It should be noted that additional expert interpreted variants, along with deeper allele frequency information from variants in large general populations, are always needed to gain more resolution across intragenic regions. This is especially important for large domains where unequal tolerance to variation can average significant signals. Furthermore, because most diseases can be subdivided into different forms based on phenotypic variation, more clinical data will be needed to stratify based on phenotype. In addition, our approach does not take into consideration information about missense change types (for example, conservative, nonconservative, or cysteine changes) that can affect this analysis. Although some domains might tolerate conservative or nonconservative changes, they might be extremely intolerant to disulfide bond disruptions (cysteine changes), for example. Finally, with increased variant allele frequency in patients and in the general population, this analysis can be performed based on ethnicity to uncover regions that have subpopulation-specific tolerance or intolerance to variation. All these reasons, in addition to lack of variant data for many genes as described, might explain why only 34 genes had significantly tolerant or intolerant regions in our analysis while 98 genes did not.

An illustrative example to demonstrate some of these complexities is the troponin domain, encoded for by exons 10–14 of the TNNT2 gene, which is associated with both hypertrophic cardiomyopathy (HCM) and dilated cardiomyopathy (DCM). This domain was found to be tolerant to variation using our burden analysis (Supplementary Table S6 online), although missense P/LP variants have been reported in this domain. Interestingly, most of those variants are localized to exon 10, disrupt highly conserved basic arginine residues, and are carried by patients with DCM only and not HCM, consistent with previous findings.30,31 This example clearly highlights the issues of amino acid properties and conservation, phenotype stratification, and variable tolerance within any domain.

Stored data entries:
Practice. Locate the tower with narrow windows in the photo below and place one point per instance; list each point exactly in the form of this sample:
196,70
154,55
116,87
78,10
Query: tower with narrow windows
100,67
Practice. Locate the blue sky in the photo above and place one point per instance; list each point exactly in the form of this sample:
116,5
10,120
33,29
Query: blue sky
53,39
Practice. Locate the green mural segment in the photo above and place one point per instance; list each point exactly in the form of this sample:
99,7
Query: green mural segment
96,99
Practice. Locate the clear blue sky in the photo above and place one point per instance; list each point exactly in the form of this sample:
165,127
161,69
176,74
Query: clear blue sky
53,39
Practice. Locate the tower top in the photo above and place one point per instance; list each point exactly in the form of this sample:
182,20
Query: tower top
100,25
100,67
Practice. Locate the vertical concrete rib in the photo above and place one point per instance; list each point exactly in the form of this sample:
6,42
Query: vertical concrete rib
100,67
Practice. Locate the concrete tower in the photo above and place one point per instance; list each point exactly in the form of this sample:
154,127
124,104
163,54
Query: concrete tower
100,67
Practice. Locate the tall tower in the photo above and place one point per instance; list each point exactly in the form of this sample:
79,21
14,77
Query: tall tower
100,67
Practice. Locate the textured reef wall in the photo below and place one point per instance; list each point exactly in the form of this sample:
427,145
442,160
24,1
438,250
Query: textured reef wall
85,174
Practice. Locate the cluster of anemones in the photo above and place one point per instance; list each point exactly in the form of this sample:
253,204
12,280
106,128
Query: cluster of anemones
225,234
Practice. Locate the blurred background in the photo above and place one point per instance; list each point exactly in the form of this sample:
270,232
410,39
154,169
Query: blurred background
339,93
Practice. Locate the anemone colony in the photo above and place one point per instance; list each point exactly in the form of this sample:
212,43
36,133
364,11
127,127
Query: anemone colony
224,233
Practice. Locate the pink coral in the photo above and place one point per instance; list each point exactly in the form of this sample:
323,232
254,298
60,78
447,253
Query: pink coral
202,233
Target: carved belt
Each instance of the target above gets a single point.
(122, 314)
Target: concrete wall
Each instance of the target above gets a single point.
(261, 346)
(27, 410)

__Directions__. Write the next part of the discussion of how gene domains tolerate genetic variation, starting after its last sentence. The listing comes from a separate source.

__Your response__.
It is also important to note that sufficient variant data were not available for all genes. Well-curated variant databases would be needed to take this approach for other genes. Furthermore, our approach relies on sufficient understanding of disease prevalence, penetrance, and extent of genetic heterogeneity. Because such information is not always available, conservative approaches must be taken in assuming variation of high-allele frequency is likely benign. Systematic collection of these data for all diseases will be a useful resource that can inform data-analysis approaches such as those presented here.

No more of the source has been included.